DIRECTIONS:
Repeat every record below exactly as it appears.

Position identification records:
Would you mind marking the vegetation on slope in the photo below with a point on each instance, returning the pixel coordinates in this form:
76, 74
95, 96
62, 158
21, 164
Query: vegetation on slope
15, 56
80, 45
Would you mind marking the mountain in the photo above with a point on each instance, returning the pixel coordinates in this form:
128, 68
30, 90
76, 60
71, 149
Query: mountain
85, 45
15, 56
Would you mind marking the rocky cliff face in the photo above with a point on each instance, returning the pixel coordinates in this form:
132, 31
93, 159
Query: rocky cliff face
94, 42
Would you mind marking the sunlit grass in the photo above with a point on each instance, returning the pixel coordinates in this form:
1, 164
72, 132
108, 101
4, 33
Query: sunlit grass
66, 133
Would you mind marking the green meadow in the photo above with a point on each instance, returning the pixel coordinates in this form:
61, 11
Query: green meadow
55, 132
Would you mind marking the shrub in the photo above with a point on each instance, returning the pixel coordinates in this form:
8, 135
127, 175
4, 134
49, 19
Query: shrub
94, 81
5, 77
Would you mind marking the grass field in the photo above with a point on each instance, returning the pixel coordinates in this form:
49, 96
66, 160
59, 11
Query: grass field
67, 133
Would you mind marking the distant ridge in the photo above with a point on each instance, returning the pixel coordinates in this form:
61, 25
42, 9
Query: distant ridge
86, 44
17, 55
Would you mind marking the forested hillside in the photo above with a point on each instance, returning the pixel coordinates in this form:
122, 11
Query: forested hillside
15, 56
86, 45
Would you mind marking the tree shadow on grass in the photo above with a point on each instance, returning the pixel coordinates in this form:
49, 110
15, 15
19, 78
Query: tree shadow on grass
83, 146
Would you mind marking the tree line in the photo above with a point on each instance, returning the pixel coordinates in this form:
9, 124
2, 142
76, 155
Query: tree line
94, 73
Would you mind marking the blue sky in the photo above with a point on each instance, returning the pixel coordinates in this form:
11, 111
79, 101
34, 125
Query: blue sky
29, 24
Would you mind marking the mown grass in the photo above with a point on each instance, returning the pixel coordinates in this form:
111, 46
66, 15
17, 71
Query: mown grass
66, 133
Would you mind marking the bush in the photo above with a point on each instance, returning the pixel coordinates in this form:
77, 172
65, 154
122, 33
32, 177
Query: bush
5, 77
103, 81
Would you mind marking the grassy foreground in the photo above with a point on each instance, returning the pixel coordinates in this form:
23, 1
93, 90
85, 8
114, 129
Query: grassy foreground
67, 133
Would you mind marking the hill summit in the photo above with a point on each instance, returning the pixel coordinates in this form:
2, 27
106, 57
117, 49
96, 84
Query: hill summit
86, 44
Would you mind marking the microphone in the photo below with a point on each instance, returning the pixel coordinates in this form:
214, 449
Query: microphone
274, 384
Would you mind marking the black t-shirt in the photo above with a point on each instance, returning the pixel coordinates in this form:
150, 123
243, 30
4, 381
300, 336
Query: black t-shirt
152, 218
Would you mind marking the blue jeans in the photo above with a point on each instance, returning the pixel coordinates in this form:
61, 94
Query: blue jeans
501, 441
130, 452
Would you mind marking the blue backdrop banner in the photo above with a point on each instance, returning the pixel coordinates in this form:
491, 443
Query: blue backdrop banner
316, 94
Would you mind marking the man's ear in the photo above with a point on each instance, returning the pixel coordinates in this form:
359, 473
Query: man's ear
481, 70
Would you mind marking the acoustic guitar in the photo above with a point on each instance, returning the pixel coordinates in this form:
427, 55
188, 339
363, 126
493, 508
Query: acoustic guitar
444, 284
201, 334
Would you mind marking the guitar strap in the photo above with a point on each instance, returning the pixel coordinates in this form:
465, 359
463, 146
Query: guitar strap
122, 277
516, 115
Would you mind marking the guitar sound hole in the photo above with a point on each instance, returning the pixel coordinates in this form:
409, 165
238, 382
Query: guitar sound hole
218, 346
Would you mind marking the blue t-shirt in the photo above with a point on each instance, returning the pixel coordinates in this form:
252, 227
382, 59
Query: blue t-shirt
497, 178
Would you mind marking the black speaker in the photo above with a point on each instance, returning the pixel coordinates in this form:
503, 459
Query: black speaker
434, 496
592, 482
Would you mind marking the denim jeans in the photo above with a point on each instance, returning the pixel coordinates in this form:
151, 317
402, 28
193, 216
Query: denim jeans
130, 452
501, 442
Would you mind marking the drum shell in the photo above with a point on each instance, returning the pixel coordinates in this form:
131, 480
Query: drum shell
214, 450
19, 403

WRITTEN ANSWER:
Would you mind marking the vegetation on slope in the photo below with a point on each instance, returning the pixel coordinates in this form:
76, 74
95, 96
62, 158
21, 164
Query: vegetation on slope
15, 56
80, 45
Would you mind marking the mountain in the photo above with a point on each instance, returning the pixel coordinates in this form:
128, 68
30, 90
76, 60
71, 149
Query: mountain
85, 45
15, 56
Would you mind marking the rocky cliff face in the photo above with a point on each instance, returning the pixel coordinates in this form:
132, 31
93, 159
Query: rocky cliff face
94, 42
Would you mind marking the sunlit grass in the photo above with a point on each instance, returning the pixel coordinates in this form:
1, 164
72, 132
108, 101
4, 33
Query: sunlit grass
66, 133
Would you mind marking the green meadow in the photo above with a point on each instance, returning the pixel coordinates in this form:
61, 11
Query: green meadow
55, 132
Would you mind marking the shrub in the photo above with a point on each instance, returning the pixel coordinates in this form:
8, 135
127, 175
4, 134
49, 19
Query: shrub
94, 81
5, 77
Would you mind marking the grass field in the photo above with a point on each instance, returning the pixel coordinates in this form:
49, 96
66, 160
59, 11
Query: grass field
67, 133
Would you mind marking the distant ridge in the photo above with a point on each instance, returning the pixel coordinates in this form:
61, 25
42, 9
Query: distant ridge
86, 44
17, 55
Would you mind marking the forested hillside in the photo above with a point on each instance, returning the pixel coordinates in this form:
122, 11
Query: forested hillside
15, 56
86, 45
Would you mind marking the tree shadow on grass in the photo above with a point on each instance, returning the pixel coordinates in this form:
49, 110
15, 15
19, 78
Query: tree shadow on grass
83, 146
Would you mind marking the tree line in the photo above with a point on each instance, returning the pixel coordinates in this form:
9, 124
2, 142
76, 155
Query: tree line
94, 73
Would you mind marking the blue sky in the photo above with a point on each instance, returning the pixel coordinates in this form:
11, 111
79, 101
34, 125
Query: blue sky
29, 24
Would you mind marking the mown grass in the photo above with a point on each instance, returning the pixel coordinates in this form:
111, 46
66, 15
17, 71
Query: mown grass
66, 133
Would you mind marking the bush in the photo above with a point on each instance, returning the pixel coordinates in this form:
77, 172
65, 154
122, 33
32, 177
Query: bush
5, 77
103, 81
Would you mind marking the grassy foreground in the photo above with a point on each instance, returning the pixel coordinates in this form:
23, 1
93, 90
85, 8
114, 129
Query: grassy foreground
67, 133
Would you mind marking the hill summit in the photo above with a point on each instance, returning the pixel coordinates in this form:
2, 27
106, 57
117, 49
96, 84
Query: hill summit
86, 44
Would you mind marking the microphone in the photo below with a point on each instance, returning the pixel coordinates in this form:
214, 449
Query: microphone
274, 384
Would you mind marking the black t-shirt in the photo above with a point on each instance, returning the pixel coordinates in this form:
150, 123
243, 30
4, 381
300, 336
Query: black t-shirt
152, 218
Would you mind marking the blue jeans in the photo above with a point on each instance, returning the pixel coordinates in this form:
61, 94
Query: blue jeans
501, 441
130, 452
Would you mind marking the blue backdrop banner in the photo above with a point on each instance, returning the pixel coordinates in this form:
491, 443
Query: blue backdrop banner
316, 94
Would you mind marking the man's ear in the photo above with a point on each instance, returning the pixel coordinates in this form:
359, 473
Query: man's ear
481, 70
Would you mind marking the acoustic guitar in the photo above with a point on each instance, returning the pixel coordinates in this form:
427, 55
188, 339
363, 126
493, 508
Query: acoustic guitar
444, 284
201, 334
Would you mind marking the guitar strap in the photo above with a point on each instance, returning the pixel coordinates in this form:
465, 359
463, 146
Query: guitar strap
122, 277
516, 115
Would you mind marking the guitar sound hole in the photo above with a point on each instance, returning the pixel coordinates in this form:
409, 165
238, 382
Query: guitar sound hole
218, 346
Would you mind marking the blue t-shirt in the photo above with a point on each instance, returning the pixel coordinates in this form:
252, 227
382, 59
Query: blue t-shirt
497, 178
Would you mind marking the black speaker in the photo above with a point on each instance, returning the pixel coordinates in this form:
503, 459
Query: black speaker
434, 496
592, 482
Would you mind marking the denim jeans in the photo above with a point on each instance, returning the pixel coordinates in this form:
151, 317
402, 28
193, 216
Query: denim jeans
130, 452
501, 442
Would you mind marking the drum shell in the photo above with a point on each instance, returning the pixel coordinates in this form:
131, 480
Query: drum shell
214, 450
19, 403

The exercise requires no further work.